**Stated goal**
Only the lines starting at the one that contains "orange juice glass, written as integer pixel values." and running to the end should be repeated, exactly as written.

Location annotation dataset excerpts
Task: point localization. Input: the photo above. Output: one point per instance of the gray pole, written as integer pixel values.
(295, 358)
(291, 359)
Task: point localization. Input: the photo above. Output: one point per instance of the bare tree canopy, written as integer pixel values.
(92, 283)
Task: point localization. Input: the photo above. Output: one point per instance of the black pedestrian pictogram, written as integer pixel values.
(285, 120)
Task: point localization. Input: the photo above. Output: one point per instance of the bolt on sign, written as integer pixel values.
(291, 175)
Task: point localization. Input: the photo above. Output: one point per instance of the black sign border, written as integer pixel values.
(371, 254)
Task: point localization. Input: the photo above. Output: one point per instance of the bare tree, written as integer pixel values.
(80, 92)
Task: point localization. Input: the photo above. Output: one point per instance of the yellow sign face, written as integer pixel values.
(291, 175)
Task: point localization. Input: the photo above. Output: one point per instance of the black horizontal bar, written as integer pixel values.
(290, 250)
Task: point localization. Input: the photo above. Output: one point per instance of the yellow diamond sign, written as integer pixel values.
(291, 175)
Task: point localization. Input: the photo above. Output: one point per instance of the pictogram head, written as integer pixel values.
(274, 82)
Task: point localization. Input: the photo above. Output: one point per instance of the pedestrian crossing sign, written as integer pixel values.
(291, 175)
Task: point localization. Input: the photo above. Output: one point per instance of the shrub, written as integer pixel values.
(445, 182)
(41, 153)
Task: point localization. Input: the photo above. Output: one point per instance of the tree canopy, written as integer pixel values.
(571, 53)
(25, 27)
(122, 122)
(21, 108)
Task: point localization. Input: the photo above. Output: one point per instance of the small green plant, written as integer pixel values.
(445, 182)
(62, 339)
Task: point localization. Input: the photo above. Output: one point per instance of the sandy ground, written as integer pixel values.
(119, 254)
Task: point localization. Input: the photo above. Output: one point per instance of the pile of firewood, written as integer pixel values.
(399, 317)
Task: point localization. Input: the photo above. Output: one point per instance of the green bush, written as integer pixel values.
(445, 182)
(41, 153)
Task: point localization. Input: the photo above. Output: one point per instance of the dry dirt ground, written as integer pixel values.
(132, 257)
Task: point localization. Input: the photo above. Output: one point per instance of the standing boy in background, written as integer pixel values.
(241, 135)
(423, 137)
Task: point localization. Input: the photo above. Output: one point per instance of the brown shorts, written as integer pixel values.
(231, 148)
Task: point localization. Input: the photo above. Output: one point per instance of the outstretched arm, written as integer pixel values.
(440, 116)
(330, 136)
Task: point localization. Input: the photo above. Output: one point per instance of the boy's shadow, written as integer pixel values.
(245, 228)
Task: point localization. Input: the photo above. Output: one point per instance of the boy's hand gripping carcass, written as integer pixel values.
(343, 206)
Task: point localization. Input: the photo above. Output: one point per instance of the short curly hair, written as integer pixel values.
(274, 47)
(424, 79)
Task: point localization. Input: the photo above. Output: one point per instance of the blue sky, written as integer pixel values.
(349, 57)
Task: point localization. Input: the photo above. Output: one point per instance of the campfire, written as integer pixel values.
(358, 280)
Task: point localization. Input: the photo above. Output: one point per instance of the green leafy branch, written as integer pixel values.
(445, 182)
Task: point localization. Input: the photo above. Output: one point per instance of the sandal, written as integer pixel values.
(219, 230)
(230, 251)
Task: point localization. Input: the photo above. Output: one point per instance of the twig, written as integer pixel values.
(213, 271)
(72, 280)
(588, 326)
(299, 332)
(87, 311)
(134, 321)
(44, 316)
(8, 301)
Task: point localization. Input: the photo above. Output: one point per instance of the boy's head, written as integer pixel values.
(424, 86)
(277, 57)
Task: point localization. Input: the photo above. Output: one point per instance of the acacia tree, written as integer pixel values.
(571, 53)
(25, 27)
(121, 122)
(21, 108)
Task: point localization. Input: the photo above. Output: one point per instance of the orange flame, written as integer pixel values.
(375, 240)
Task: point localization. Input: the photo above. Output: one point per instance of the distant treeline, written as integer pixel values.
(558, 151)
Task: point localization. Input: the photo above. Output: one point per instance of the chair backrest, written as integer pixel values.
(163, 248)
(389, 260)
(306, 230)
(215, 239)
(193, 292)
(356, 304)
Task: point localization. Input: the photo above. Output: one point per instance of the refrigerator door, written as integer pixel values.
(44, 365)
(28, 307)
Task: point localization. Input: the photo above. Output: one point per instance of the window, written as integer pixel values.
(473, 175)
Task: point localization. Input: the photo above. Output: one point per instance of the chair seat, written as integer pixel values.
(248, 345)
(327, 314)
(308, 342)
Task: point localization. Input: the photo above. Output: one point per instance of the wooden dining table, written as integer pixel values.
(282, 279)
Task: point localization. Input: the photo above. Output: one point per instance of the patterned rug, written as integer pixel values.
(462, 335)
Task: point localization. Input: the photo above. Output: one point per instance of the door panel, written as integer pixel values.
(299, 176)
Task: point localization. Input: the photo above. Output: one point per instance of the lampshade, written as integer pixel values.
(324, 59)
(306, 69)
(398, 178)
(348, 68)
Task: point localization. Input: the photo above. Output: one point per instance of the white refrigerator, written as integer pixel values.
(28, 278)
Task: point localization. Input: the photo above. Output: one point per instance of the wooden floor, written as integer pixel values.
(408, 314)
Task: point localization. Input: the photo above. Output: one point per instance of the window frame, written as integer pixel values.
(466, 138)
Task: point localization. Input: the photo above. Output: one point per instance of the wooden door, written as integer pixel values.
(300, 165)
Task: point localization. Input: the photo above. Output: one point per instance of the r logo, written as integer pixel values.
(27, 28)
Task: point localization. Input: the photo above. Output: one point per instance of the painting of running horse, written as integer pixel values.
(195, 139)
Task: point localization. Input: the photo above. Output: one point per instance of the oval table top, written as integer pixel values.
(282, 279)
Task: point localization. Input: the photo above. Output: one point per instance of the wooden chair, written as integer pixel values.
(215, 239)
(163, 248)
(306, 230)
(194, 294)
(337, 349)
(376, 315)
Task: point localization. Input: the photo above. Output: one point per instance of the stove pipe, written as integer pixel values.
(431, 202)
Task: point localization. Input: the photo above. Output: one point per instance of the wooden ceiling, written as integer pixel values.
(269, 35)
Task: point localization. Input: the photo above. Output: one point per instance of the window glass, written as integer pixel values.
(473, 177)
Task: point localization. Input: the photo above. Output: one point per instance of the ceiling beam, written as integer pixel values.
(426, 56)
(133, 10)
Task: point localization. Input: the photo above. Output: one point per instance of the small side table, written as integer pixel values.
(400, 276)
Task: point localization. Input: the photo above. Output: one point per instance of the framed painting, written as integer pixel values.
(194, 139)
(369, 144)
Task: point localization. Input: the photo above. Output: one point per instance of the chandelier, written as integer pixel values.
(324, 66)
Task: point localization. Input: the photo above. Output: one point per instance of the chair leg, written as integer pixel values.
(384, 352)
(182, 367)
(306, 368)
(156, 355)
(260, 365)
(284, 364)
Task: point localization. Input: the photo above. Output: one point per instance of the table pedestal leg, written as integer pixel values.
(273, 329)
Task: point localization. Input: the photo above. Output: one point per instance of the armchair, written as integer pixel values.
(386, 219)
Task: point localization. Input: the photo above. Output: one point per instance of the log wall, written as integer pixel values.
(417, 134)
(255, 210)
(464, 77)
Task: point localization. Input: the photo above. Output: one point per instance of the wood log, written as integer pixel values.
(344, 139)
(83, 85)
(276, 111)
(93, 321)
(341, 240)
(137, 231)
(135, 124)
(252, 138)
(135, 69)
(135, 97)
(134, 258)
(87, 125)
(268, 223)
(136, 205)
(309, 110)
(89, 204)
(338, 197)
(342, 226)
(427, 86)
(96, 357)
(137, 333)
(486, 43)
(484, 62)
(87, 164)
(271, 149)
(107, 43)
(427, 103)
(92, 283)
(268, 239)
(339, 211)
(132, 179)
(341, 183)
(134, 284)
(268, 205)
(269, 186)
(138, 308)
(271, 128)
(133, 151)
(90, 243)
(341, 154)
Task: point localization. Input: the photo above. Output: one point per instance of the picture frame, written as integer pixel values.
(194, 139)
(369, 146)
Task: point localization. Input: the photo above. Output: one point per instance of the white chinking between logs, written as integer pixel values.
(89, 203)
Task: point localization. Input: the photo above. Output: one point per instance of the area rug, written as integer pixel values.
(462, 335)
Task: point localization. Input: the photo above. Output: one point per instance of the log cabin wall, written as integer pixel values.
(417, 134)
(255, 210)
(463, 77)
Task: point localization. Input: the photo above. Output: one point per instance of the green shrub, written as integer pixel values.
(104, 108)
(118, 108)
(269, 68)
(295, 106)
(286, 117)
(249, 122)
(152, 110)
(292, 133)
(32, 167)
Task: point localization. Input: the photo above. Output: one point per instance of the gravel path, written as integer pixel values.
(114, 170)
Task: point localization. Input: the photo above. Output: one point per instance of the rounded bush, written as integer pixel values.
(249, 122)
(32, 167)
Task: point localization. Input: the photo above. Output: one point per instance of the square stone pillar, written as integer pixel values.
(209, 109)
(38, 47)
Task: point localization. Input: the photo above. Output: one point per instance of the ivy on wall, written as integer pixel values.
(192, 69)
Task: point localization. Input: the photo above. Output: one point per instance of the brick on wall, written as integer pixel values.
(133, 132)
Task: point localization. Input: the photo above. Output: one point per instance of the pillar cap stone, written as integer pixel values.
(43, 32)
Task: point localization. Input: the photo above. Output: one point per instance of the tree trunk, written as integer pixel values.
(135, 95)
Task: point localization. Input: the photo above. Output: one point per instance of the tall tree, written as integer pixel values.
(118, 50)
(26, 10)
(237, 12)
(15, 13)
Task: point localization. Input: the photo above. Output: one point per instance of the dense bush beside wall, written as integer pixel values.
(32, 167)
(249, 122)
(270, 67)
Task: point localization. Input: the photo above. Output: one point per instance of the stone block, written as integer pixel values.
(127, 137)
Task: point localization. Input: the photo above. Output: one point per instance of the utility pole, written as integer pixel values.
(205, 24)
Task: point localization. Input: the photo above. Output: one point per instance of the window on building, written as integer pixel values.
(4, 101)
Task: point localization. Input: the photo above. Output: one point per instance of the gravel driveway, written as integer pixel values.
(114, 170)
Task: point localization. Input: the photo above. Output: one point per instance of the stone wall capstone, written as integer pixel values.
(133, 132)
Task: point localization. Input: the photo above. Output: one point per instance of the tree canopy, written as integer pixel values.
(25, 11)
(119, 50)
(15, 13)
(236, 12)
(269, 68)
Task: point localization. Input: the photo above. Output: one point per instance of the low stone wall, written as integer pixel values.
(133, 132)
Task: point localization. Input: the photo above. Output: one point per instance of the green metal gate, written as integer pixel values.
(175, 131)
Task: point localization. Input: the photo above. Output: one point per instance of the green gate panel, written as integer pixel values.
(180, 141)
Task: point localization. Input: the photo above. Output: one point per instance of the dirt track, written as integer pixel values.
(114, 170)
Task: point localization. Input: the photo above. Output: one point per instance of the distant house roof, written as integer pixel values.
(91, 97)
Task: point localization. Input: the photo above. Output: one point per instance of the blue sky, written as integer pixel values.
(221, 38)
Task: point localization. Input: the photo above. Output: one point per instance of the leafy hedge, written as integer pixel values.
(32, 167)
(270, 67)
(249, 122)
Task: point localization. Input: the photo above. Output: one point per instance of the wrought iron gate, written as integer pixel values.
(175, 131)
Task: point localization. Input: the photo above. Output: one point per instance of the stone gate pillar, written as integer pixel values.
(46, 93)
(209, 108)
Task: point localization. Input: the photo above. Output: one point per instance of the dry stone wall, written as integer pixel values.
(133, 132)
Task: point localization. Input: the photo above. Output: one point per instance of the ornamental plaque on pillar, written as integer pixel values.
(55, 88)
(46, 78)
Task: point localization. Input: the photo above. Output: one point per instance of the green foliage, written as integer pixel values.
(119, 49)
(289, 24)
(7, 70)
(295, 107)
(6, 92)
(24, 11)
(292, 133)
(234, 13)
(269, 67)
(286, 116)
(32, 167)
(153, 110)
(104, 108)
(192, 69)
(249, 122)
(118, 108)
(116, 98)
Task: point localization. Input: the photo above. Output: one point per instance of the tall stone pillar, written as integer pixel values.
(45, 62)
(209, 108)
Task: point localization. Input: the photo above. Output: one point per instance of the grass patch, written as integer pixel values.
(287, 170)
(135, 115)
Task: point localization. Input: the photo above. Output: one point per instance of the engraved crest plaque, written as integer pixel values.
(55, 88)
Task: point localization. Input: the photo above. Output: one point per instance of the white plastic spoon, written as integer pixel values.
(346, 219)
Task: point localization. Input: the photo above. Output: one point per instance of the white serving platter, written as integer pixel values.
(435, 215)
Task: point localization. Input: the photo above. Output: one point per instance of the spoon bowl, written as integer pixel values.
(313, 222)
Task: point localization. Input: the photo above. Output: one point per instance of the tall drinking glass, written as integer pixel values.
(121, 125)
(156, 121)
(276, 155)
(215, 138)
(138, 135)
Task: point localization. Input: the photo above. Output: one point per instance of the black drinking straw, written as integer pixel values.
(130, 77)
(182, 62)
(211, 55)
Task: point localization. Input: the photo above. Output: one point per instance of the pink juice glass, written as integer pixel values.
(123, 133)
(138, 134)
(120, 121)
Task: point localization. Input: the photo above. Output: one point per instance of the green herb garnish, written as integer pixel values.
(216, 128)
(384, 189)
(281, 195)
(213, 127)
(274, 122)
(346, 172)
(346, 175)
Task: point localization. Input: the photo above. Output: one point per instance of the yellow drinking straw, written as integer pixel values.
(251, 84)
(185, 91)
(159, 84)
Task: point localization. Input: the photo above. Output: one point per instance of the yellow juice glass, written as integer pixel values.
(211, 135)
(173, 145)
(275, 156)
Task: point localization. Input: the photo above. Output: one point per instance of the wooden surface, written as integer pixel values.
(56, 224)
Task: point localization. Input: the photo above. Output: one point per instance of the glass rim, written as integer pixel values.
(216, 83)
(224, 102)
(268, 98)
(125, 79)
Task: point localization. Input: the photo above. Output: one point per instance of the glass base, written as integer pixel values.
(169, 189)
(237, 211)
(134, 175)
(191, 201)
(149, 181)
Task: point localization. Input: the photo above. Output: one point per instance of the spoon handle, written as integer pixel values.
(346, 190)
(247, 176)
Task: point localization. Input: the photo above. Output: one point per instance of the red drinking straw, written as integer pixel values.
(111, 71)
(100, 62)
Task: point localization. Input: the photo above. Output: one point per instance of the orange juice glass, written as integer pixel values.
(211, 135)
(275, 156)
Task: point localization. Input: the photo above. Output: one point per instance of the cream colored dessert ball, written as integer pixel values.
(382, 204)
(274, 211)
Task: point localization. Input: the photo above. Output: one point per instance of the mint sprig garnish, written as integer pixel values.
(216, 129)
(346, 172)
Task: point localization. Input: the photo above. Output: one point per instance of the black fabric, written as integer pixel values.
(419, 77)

**Output for this task**
Task: point localization. Input: the photo above. Output: one point per instance of the orange juice glass, written as integer pixel values.
(211, 135)
(275, 156)
Task: point localization. Input: the photo above. Output: one point per instance of the cream colored dessert ball, written as integer pixel values.
(382, 204)
(274, 211)
Task: point localization. Input: the photo above. Output: one point per instance of the mint sprig garnish, written as integer pixel values.
(216, 129)
(346, 172)
Task: point localization. Input: the photo above. Output: one point per instance of the black fabric, written as integer pixel values.
(419, 77)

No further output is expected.